**Задания**
1: Перескажите текст о психиатрии в трех предложениях.
2: Выпишите из текста о психиатрии отрывок от слов «Аркадий Недель. Если» до слов «фитотерапия и проч.).».

Другая психиатрия — это психиатрия фактов. Существуют описание поведения человека (этология), биохимия, нейровизуализация и психометрия. Последняя возникла на основе идей измерения интеллекта, сформулированных еще Ф. Гальтоном, но отнюдь не нацистами, которые опирались как на тестирование, так и на морфологию. Как же можно относиться со скеписом к психометрии интеллекта, если, к примеру, тридцатилетний мужчина не способен назвать столицу своей страны, а также ответить, сколько у него на руках пальцев и кто такой Дональд Трамп?!
Много лет мы занимались клиническими исследованиями препаратов, но назначения всегда делались в зависимости от психометрии, то есть от суммарной оценки субъективных ответов на конкретные вопросы. При шизофрении почти двадцать лет применяется опросник PANSS (Positive and Negative Syndrome Scale
[147]). Исследователи, иногда до ста человек, из разных стран собираются для испытаний конкретного препарата, обследуют пациентов и делают выводы на основе своих наблюдений. Пациентам задаются и косвенные вопросы, и прямые — о галлюцинировании, сне, конфликтах и т. д. Абсолютно все препараты в психиатрии сертифицируются только на основании многоцентровых исследований в первую очередь здоровых, а потом больных. Поэтому все психиатрическое обследование в клинике сводится теперь к психометрии. Моя точка зрения заключается в том, что достижение понимания переживаний должно быть основано на множественной интерпретации объясняющих систем. Это пока лишь «призрачная», герменевтическая психиатрия. Процесс может быть бесконечным, поскольку появляются все новые данные.
Что же касается нацизма и психиатрии, то нацистский подход был основан в конце 1930-х годов на серьезных генетических исследованиях, евгенике, морфоскопии, теории вырождения и связан с идеологическим переосмыслением научных данных. Аналогичные процессы наблюдались тогда в США и СССР.
Аркадий Недель. Если сегодня не исповедовать давно устаревшую точку зрения Э. Крепелина о том, что шизофрения — это болезнь головного мозга, то представляются сомнительными поиски шизофрении у животных. Разумеется, животные испытывают те же состояния, что и мы, однако стресс, подавленность, страхи, галлюцинации и т. п., как и шизоидное поведение, — еще не шизофрения. Можно столкнуться с коморбидными состояниями (как их определял А. Фейнштайн) без обязательного наличия самой болезни, и тогда это уже работа для психоаналитиков и психотерапевтов (здесь оставляю в стороне «восточные» практики лечения или самолечения, такие как медитация, фитотерапия и проч.).

**Фрагменты данных**
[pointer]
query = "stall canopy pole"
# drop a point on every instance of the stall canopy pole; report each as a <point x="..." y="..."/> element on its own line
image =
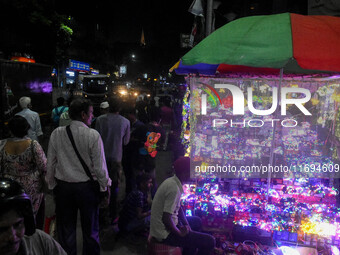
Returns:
<point x="272" y="148"/>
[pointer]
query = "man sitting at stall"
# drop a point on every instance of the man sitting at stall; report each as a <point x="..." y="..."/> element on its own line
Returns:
<point x="168" y="222"/>
<point x="135" y="215"/>
<point x="17" y="224"/>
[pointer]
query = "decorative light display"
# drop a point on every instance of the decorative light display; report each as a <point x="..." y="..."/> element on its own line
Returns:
<point x="286" y="250"/>
<point x="299" y="206"/>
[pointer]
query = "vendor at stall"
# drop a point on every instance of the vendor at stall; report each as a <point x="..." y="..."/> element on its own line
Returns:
<point x="168" y="222"/>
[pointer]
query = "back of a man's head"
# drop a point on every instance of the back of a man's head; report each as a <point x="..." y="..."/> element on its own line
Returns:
<point x="114" y="105"/>
<point x="78" y="106"/>
<point x="24" y="102"/>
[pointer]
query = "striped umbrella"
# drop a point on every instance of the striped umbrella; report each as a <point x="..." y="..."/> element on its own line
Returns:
<point x="266" y="44"/>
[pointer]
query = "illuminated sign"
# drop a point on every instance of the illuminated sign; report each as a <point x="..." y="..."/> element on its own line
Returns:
<point x="77" y="65"/>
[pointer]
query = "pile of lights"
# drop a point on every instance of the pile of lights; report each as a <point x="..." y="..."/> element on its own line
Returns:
<point x="299" y="146"/>
<point x="288" y="210"/>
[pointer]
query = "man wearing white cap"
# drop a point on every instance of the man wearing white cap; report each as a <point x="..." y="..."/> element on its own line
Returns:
<point x="32" y="118"/>
<point x="104" y="107"/>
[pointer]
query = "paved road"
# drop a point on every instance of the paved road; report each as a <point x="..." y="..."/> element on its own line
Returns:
<point x="125" y="246"/>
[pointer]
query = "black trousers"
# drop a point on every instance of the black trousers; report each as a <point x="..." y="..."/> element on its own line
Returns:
<point x="71" y="197"/>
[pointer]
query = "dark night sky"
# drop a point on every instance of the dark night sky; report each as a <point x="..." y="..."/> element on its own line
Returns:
<point x="120" y="22"/>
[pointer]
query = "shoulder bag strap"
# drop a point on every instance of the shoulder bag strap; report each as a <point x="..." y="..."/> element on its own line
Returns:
<point x="87" y="170"/>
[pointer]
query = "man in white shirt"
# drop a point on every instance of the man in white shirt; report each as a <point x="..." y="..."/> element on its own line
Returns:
<point x="32" y="118"/>
<point x="168" y="222"/>
<point x="115" y="132"/>
<point x="72" y="186"/>
<point x="17" y="226"/>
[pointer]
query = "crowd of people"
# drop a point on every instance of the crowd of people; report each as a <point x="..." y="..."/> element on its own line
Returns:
<point x="86" y="160"/>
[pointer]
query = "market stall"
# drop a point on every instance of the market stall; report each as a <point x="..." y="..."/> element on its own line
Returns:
<point x="261" y="126"/>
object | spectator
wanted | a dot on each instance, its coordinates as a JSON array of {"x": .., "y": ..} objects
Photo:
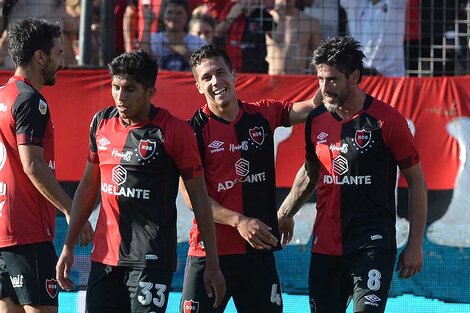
[
  {"x": 202, "y": 25},
  {"x": 29, "y": 190},
  {"x": 139, "y": 13},
  {"x": 72, "y": 22},
  {"x": 412, "y": 37},
  {"x": 302, "y": 4},
  {"x": 243, "y": 27},
  {"x": 174, "y": 45},
  {"x": 293, "y": 40},
  {"x": 379, "y": 25}
]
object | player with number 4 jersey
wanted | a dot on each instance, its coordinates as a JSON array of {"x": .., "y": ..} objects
[{"x": 236, "y": 145}]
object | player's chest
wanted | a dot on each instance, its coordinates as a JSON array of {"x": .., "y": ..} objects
[
  {"x": 357, "y": 140},
  {"x": 141, "y": 146},
  {"x": 249, "y": 138}
]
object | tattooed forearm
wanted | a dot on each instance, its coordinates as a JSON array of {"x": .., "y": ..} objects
[{"x": 302, "y": 189}]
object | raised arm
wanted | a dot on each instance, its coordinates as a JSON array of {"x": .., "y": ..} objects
[
  {"x": 213, "y": 278},
  {"x": 83, "y": 204},
  {"x": 301, "y": 110},
  {"x": 302, "y": 189},
  {"x": 410, "y": 260}
]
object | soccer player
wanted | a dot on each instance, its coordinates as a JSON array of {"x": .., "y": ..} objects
[
  {"x": 354, "y": 143},
  {"x": 137, "y": 153},
  {"x": 237, "y": 149},
  {"x": 29, "y": 191}
]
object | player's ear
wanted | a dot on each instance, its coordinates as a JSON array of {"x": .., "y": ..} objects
[
  {"x": 355, "y": 76},
  {"x": 151, "y": 92},
  {"x": 199, "y": 88}
]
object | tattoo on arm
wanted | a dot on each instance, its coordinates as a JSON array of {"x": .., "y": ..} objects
[{"x": 302, "y": 189}]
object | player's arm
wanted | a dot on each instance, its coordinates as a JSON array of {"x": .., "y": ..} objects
[
  {"x": 257, "y": 233},
  {"x": 213, "y": 278},
  {"x": 42, "y": 177},
  {"x": 83, "y": 204},
  {"x": 301, "y": 110},
  {"x": 38, "y": 171},
  {"x": 411, "y": 258},
  {"x": 302, "y": 189}
]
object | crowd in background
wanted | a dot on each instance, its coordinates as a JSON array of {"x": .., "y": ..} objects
[{"x": 399, "y": 37}]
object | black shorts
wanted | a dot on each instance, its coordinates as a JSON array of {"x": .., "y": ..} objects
[
  {"x": 121, "y": 289},
  {"x": 252, "y": 280},
  {"x": 364, "y": 276},
  {"x": 27, "y": 274}
]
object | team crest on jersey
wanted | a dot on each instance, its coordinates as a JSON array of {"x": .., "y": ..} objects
[
  {"x": 147, "y": 148},
  {"x": 190, "y": 306},
  {"x": 52, "y": 287},
  {"x": 257, "y": 134},
  {"x": 362, "y": 138},
  {"x": 3, "y": 155},
  {"x": 42, "y": 107}
]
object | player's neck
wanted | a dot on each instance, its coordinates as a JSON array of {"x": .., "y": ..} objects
[
  {"x": 228, "y": 112},
  {"x": 34, "y": 79}
]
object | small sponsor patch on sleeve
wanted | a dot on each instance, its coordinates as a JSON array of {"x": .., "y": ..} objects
[{"x": 42, "y": 107}]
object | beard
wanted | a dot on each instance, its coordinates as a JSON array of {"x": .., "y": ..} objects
[
  {"x": 332, "y": 107},
  {"x": 335, "y": 100}
]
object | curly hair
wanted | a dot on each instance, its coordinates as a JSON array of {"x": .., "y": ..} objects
[
  {"x": 26, "y": 36},
  {"x": 209, "y": 51},
  {"x": 343, "y": 53}
]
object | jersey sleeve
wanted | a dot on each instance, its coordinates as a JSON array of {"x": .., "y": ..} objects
[
  {"x": 398, "y": 138},
  {"x": 93, "y": 153},
  {"x": 181, "y": 146},
  {"x": 276, "y": 112},
  {"x": 31, "y": 115},
  {"x": 310, "y": 154}
]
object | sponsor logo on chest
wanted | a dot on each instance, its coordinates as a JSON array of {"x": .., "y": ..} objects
[{"x": 242, "y": 169}]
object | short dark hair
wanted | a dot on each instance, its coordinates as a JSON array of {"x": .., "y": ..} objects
[
  {"x": 342, "y": 52},
  {"x": 209, "y": 51},
  {"x": 26, "y": 36},
  {"x": 139, "y": 64}
]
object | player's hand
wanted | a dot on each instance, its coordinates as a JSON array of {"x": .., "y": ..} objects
[
  {"x": 86, "y": 235},
  {"x": 214, "y": 283},
  {"x": 286, "y": 228},
  {"x": 63, "y": 267},
  {"x": 257, "y": 233},
  {"x": 410, "y": 261}
]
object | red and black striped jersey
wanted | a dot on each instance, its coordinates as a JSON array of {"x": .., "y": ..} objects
[
  {"x": 238, "y": 160},
  {"x": 358, "y": 160},
  {"x": 140, "y": 167},
  {"x": 25, "y": 215}
]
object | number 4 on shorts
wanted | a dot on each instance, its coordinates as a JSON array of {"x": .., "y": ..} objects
[{"x": 275, "y": 296}]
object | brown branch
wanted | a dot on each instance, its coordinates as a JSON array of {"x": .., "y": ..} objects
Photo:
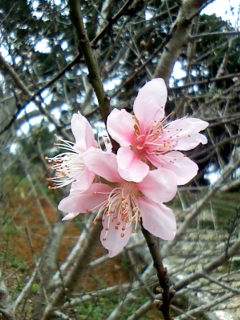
[
  {"x": 90, "y": 59},
  {"x": 167, "y": 293}
]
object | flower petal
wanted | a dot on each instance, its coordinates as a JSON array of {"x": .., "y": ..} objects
[
  {"x": 113, "y": 239},
  {"x": 150, "y": 102},
  {"x": 120, "y": 125},
  {"x": 130, "y": 166},
  {"x": 86, "y": 178},
  {"x": 104, "y": 164},
  {"x": 159, "y": 185},
  {"x": 184, "y": 133},
  {"x": 158, "y": 219},
  {"x": 183, "y": 167},
  {"x": 83, "y": 202},
  {"x": 82, "y": 132}
]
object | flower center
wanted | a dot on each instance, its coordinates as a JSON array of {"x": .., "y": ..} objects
[
  {"x": 120, "y": 209},
  {"x": 67, "y": 165}
]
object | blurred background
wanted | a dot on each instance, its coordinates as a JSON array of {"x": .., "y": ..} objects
[{"x": 47, "y": 268}]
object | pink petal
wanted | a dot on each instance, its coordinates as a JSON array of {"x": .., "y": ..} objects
[
  {"x": 159, "y": 185},
  {"x": 120, "y": 125},
  {"x": 82, "y": 132},
  {"x": 83, "y": 202},
  {"x": 112, "y": 239},
  {"x": 130, "y": 167},
  {"x": 150, "y": 102},
  {"x": 158, "y": 219},
  {"x": 183, "y": 167},
  {"x": 104, "y": 164},
  {"x": 184, "y": 133}
]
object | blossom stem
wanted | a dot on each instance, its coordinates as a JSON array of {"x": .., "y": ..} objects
[{"x": 167, "y": 293}]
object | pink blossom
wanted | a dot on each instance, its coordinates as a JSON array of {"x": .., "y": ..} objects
[
  {"x": 69, "y": 165},
  {"x": 146, "y": 139},
  {"x": 121, "y": 204}
]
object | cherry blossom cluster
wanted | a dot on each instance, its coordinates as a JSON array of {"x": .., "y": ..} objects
[{"x": 132, "y": 185}]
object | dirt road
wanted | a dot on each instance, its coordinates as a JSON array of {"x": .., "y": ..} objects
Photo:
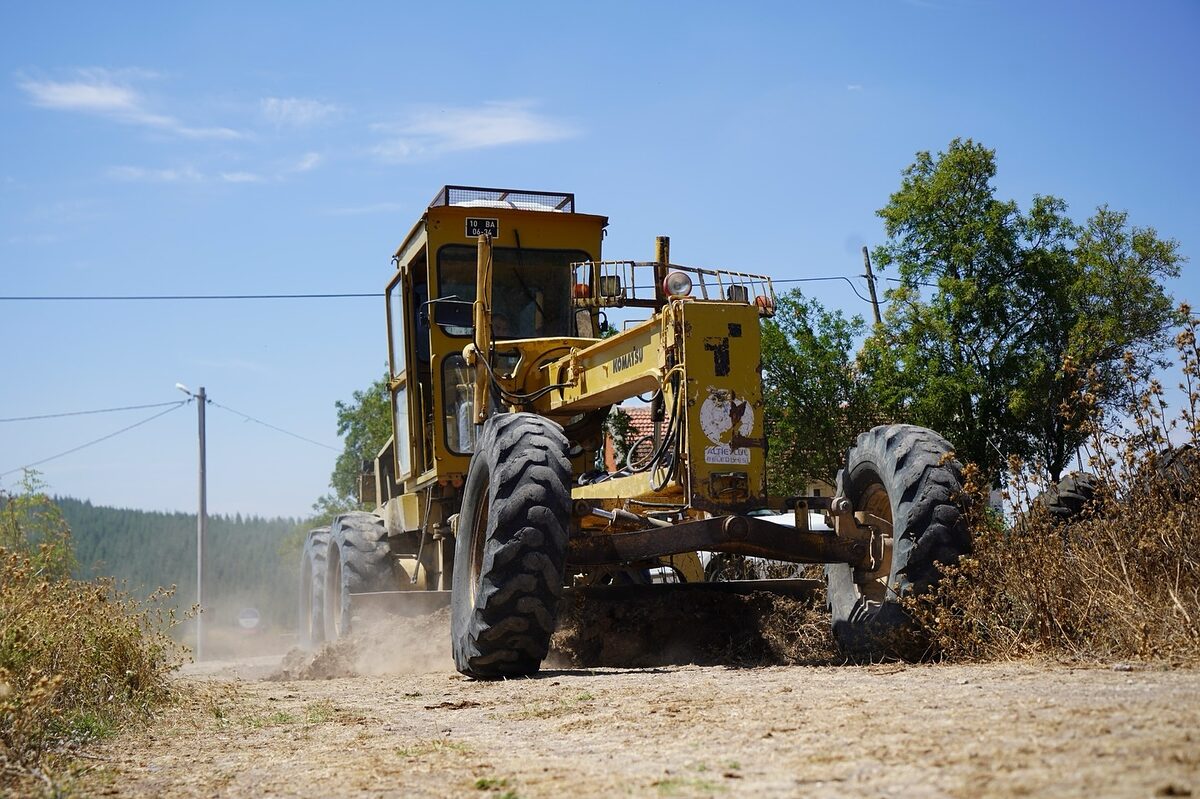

**Ответы к заданиям**
1: В тексте описывается психиатрия фактов, опирающаяся на этологию, биохимию, нейровизуализацию и психометрию, и утверждается, что клиническое обследование и сертификация препаратов теперь сводятся к психометрии, например к опроснику PANSS при шизофрении. Понимание переживаний, по изложенной точке зрения, должно основываться на множественной интерпретации объясняющих систем, а нацистский подход к психиатрии был связан с генетикой, евгеникой, теорией вырождения и идеологическим переосмыслением научных данных. Аркадий Недель ставит под сомнение поиски шизофрении у животных, поскольку стресс, страхи, галлюцинации и шизоидное поведение еще не являются шизофренией.

2:
Аркадий Недель. Если сегодня не исповедовать давно устаревшую точку зрения Э. Крепелина о том, что шизофрения — это болезнь головного мозга, то представляются сомнительными поиски шизофрении у животных. Разумеется, животные испытывают те же состояния, что и мы, однако стресс, подавленность, страхи, галлюцинации и т. п., как и шизоидное поведение, — еще не шизофрения. Можно столкнуться с коморбидными состояниями (как их определял А. Фейнштайн) без обязательного наличия самой болезни, и тогда это уже работа для психоаналитиков и психотерапевтов (здесь оставляю в стороне «восточные» практики лечения или самолечения, такие как медитация, фитотерапия и проч.).